### GOAL:
Take the line that contains "television in the picture above?" and each line after it in the material below, and transcribe them exactly, stopping at the end.

-- START RECORD EXCERPTS --

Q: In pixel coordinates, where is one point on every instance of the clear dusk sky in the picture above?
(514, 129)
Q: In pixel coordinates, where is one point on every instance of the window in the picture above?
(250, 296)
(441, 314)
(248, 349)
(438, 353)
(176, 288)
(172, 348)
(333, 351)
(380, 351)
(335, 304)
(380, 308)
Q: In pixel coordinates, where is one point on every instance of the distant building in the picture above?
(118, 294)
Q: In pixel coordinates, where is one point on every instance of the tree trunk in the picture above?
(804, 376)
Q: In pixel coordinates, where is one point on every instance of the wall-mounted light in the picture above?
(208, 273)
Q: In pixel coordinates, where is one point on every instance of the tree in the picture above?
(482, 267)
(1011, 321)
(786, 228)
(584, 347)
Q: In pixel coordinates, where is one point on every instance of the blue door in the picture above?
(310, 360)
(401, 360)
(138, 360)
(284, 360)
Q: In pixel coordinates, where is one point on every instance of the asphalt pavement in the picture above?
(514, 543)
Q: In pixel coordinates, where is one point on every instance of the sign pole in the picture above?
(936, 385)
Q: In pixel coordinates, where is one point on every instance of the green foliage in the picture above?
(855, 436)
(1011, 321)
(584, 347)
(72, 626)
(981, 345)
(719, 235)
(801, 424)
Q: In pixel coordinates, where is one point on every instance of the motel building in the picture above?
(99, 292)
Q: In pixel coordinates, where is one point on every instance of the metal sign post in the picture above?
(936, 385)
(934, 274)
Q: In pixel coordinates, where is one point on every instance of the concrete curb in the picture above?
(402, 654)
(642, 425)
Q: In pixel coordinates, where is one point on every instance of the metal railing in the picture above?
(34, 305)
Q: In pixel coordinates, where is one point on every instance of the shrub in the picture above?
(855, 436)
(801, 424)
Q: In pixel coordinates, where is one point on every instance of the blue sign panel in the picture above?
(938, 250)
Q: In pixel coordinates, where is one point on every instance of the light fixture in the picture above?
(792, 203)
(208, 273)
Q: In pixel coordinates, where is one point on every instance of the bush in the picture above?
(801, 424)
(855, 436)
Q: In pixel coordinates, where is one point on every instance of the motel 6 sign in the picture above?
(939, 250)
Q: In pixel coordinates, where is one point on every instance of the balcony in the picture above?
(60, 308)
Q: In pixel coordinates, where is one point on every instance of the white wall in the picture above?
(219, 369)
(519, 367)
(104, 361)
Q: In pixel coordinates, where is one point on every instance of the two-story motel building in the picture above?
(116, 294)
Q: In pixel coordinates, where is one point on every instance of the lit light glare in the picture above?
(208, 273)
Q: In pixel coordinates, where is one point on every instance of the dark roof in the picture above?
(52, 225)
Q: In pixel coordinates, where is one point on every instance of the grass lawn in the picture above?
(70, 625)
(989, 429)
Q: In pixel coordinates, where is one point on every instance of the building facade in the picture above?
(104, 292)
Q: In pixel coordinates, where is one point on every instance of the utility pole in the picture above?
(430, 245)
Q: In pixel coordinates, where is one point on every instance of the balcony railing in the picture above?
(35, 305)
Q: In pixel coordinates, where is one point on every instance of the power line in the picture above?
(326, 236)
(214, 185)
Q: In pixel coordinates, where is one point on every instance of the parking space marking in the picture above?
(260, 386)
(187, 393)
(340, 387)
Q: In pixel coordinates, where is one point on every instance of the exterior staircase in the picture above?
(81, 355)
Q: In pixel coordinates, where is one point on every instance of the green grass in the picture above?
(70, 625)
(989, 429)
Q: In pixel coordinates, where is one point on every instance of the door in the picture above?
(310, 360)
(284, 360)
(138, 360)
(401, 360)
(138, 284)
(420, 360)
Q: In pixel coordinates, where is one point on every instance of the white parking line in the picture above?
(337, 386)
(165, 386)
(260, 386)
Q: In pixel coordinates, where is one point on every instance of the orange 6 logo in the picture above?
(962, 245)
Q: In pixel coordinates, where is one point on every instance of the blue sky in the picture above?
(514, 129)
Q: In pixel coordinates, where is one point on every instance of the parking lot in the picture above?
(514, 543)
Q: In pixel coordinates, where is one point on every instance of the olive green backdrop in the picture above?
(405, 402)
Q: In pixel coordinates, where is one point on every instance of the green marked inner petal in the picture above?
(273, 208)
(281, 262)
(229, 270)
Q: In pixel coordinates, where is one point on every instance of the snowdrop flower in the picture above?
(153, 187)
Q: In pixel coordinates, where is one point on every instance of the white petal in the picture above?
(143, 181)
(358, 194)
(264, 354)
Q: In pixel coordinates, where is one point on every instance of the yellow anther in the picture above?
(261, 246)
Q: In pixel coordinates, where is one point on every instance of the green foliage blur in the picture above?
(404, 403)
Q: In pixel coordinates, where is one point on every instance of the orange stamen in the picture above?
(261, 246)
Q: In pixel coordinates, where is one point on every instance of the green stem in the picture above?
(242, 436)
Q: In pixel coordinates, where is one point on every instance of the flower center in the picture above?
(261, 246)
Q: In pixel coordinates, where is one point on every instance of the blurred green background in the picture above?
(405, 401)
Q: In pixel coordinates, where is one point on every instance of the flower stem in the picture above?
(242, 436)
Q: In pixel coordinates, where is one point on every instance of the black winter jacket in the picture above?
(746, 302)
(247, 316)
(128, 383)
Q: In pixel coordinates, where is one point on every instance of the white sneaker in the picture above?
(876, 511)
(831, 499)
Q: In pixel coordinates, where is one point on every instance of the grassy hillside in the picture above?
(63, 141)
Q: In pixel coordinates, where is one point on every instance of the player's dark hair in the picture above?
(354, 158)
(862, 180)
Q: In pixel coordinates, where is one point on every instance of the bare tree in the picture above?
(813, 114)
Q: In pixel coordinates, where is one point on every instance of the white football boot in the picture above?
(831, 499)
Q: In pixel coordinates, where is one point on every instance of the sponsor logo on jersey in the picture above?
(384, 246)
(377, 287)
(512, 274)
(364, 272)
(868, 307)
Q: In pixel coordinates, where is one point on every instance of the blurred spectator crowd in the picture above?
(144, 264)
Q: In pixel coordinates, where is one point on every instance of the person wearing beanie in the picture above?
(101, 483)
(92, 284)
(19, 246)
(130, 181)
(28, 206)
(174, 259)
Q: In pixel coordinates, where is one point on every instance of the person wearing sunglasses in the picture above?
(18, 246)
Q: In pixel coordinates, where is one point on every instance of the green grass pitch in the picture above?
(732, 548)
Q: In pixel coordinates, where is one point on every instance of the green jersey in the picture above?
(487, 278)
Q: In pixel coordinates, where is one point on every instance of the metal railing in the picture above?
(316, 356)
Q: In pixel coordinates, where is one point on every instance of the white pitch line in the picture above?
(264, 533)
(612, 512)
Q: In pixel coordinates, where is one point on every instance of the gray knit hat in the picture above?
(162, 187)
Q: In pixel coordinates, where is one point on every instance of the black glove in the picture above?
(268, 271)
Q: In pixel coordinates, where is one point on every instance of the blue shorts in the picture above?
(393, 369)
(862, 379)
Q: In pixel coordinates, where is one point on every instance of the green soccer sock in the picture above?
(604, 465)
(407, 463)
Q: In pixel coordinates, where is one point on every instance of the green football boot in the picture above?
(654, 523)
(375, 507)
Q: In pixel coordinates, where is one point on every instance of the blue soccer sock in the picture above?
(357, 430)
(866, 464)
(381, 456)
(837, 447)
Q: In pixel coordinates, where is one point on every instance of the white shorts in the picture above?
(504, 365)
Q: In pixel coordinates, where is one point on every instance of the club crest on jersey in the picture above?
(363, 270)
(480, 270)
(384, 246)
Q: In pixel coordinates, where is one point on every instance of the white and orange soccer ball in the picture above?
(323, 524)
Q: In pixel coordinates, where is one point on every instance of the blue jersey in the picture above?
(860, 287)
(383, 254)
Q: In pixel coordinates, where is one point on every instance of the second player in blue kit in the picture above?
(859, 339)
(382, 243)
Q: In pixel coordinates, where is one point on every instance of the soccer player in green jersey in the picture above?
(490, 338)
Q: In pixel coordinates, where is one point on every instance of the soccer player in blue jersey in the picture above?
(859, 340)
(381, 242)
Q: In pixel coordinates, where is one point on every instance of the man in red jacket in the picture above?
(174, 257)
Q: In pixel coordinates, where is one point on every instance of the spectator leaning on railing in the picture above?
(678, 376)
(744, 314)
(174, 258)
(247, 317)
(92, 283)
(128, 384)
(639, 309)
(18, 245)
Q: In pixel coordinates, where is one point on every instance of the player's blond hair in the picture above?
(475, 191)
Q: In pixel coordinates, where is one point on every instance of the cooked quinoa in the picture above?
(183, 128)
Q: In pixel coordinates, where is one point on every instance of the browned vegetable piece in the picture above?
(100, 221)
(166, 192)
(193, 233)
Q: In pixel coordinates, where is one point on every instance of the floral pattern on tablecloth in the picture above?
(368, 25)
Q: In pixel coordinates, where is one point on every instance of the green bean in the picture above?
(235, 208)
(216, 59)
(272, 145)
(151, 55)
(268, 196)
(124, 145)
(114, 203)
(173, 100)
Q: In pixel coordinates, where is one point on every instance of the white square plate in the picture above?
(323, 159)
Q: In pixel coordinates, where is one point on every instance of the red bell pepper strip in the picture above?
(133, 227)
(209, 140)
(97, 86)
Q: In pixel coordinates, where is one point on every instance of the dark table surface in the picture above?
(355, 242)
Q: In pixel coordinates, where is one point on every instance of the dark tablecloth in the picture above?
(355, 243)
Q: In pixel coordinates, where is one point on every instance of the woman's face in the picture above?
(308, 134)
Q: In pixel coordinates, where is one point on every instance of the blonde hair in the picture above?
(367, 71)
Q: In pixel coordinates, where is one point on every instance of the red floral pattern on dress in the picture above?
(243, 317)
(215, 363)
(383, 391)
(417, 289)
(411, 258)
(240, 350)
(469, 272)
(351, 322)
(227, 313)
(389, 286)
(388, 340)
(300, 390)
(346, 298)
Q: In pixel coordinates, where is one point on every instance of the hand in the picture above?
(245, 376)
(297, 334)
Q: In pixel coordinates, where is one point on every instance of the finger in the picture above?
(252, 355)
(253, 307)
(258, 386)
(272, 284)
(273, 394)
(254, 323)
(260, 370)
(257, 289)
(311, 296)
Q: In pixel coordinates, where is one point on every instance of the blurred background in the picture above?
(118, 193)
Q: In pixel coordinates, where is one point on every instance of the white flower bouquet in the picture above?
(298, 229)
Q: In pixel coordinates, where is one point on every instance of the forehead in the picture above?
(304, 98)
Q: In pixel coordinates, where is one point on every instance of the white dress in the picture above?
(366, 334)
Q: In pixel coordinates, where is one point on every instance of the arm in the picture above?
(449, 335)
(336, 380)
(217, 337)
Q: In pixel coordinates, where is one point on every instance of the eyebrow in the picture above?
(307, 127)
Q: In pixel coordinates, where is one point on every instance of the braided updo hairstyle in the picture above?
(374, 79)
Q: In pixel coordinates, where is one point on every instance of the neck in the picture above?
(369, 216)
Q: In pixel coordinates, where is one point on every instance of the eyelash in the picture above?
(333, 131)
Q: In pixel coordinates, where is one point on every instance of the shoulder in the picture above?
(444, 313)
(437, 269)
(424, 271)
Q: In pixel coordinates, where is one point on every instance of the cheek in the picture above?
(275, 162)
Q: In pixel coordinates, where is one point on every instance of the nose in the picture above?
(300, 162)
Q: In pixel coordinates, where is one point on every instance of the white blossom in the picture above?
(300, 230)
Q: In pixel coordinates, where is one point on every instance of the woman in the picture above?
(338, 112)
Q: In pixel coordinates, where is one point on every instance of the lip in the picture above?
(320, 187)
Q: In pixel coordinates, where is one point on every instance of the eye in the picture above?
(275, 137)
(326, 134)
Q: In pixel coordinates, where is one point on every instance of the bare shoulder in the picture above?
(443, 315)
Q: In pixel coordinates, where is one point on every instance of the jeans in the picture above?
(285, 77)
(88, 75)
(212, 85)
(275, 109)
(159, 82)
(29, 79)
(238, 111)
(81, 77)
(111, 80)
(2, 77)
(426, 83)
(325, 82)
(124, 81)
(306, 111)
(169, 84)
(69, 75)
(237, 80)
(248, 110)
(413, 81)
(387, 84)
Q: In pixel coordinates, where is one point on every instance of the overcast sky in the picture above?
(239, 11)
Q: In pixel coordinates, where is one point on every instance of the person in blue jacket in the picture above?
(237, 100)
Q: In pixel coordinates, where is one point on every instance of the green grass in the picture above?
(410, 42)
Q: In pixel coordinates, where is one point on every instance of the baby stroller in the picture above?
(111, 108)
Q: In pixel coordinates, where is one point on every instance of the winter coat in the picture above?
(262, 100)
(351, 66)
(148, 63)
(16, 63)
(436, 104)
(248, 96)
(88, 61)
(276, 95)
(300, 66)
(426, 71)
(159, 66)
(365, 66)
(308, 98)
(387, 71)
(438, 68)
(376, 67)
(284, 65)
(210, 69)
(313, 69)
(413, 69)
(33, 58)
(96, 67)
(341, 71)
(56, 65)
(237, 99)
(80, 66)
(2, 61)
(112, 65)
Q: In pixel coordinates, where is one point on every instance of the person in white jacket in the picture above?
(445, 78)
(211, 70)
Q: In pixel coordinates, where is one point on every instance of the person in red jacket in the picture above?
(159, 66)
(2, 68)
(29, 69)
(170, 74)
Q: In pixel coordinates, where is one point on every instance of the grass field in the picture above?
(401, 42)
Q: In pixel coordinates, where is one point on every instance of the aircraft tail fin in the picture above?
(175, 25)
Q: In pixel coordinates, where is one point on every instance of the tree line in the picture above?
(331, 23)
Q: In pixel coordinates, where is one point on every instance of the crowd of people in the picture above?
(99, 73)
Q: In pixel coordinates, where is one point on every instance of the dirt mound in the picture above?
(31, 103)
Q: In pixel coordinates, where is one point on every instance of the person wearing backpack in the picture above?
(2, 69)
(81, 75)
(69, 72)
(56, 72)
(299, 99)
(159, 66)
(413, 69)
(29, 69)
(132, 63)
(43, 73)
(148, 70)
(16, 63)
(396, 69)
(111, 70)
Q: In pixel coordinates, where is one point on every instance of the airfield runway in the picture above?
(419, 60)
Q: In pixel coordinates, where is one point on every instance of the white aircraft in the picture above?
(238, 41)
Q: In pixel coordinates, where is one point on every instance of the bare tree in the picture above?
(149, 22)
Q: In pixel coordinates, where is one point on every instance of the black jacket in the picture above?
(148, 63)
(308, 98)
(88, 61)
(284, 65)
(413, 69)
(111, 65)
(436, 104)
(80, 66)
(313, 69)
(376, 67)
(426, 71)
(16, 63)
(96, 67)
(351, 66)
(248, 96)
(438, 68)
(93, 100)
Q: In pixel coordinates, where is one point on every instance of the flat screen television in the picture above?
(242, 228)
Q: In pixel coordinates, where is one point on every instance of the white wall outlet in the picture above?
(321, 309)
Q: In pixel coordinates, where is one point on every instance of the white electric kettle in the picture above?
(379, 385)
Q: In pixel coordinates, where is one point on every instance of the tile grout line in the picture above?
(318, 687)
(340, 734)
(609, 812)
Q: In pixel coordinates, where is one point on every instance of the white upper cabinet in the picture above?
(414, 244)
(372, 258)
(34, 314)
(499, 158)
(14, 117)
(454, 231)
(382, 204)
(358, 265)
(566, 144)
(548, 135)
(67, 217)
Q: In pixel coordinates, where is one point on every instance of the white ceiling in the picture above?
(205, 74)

-- END RECORD EXCERPTS --

### RESULT FOR THIS TASK:
Q: In pixel coordinates, where is one point on every instance of the flat screen television in the picture above?
(242, 228)
Q: In pixel coordinates, where is one point on every instance of the white wall outlet in the picture above?
(321, 309)
Q: In pixel coordinates, where is one point on every instance of the white electric kettle in the picture above?
(379, 385)
Q: In pixel coordinates, where is one point on every instance of the tile grout line in the picture above?
(318, 687)
(340, 734)
(609, 812)
Q: In pixel coordinates, where is one point on every instance of the white upper cabinet in the picture above?
(414, 244)
(372, 258)
(34, 314)
(499, 158)
(14, 117)
(454, 231)
(382, 204)
(358, 265)
(566, 144)
(548, 135)
(67, 217)
Q: In pixel coordinates, where is one point on every instance of the white ceiling in the picture above?
(205, 74)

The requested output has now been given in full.